(Text provided)
"""

They have grandiose titles, but the city’s five borough presidents are actually invested with little power by the city charter. Blame the U.S. Supreme Court, which 24 years ago said it was undemocratic for tiny Staten Island and massive Queens have equal voting power, and forced the end of the once powerful Board of Estimate. Candidates […]
They have grandiose titles, but the city’s five borough presidents are actually invested with little power by the city charter. Blame the U.S. Supreme Court, which 24 years ago said it was undemocratic for tiny Staten Island and massive Queens have equal voting power, and forced the end of the once powerful Board of Estimate.
Candidates are nonetheless swirling to replace the four beeps who are being term limited out of office this year, in Queens, Brooklyn, Manhattan and Staten Island. So far they’ve convinced donors to throw more than $5.3 million their way, and are poised to qualify for nearly $1 million in public matching funds.
Why would anyone want a job whose power appears so slim? Maybe it’s because borough presidents have grown highly creative in finding ways to wield what relatively little they’ve got. Sometimes, they’ve accomplished great things for their communities. And sometimes for themselves.
1. Make nice with developers
Real estate developers need borough presidents on their side, and few have been as loyal as Brooklyn’s Marty Markowitz. As his borough boomed in the last decade, dozens of development projects and city proposals to pave the way for new building went up for review by his office. More than 90 percent of the time, Markowitz gave them the thumbs up.
While a beep’s vote on real estate project approvals is merely advisory, his or her support or opposition influences the City Council or City Planning Commission’s demands — and their votes do count.
Among the mega projects Markowitz boosted were the City Point mall and apartment tower in downtown Brooklyn, the remaking of Fourth Avenue in Park Slope as a condo-lined boulevard, the transformation of the Williamsburg waterfront into a high-rise haven, and plans for a revamped Coney Island. (He also enthusiastically supported Atlantic Yards, which skipped local review because it occupies a state-owned site.)
The friendship isn’t one-sided. In the 2009 borough president races, employees of real estate companies gave at least $150,000 to Markowitz’s campaign. Industry firms were also generous donors to nonprofit organizations with ties to the borough president’s office.
But a close look at his votes shows that his zeal for new high-rise development in older, poorer neighborhoods did not extend to parts of Brooklyn dominated by middle-class homeowners, like Sheepshead Bay, Canarsie and his own neighborhood of Windsor Terrace. Between 2005 and the present, the Bloomberg administration advanced more than a dozen proposals to “downzone” such areas to reduce the size of new development — and Markowitz supported every one of those plans.
With the 2013 elections approaching, real estate interests in other boroughs are on the lookout for their very own Markowitz. Melinda Katz, who served as chair of the City Council’s Land Use Committee, has received $29,000 so far from employees in the real estate industry. Her competitor, Paul Vallone Jr., collected almost $40,000.

"""

(About this task)
Please copy everything from "While a beep’s" down to "votes do count." in the article on borough presidents, swapping "advisory" for "symbolic".

Stored data

"""

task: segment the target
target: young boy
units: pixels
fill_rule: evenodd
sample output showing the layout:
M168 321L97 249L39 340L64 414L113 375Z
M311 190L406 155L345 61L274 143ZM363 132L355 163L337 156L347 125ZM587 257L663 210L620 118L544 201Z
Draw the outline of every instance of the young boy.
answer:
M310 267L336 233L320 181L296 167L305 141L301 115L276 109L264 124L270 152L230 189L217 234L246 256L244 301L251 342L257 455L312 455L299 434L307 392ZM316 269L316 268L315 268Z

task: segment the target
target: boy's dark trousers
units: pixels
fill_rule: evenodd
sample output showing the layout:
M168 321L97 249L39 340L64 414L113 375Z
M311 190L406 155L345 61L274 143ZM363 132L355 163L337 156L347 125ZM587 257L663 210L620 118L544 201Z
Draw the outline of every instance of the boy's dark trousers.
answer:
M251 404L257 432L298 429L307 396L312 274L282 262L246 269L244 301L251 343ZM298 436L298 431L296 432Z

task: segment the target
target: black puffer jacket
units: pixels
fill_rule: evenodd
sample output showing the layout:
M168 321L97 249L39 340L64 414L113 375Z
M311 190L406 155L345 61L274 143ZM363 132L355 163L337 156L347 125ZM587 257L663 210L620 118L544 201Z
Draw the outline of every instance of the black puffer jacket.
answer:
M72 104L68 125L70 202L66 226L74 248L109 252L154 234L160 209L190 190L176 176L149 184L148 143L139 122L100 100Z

"""

(Written answer)
While a beep’s vote on real estate project approvals is merely symbolic, his or her support or opposition influences the City Council or City Planning Commission’s demands — and their votes do count.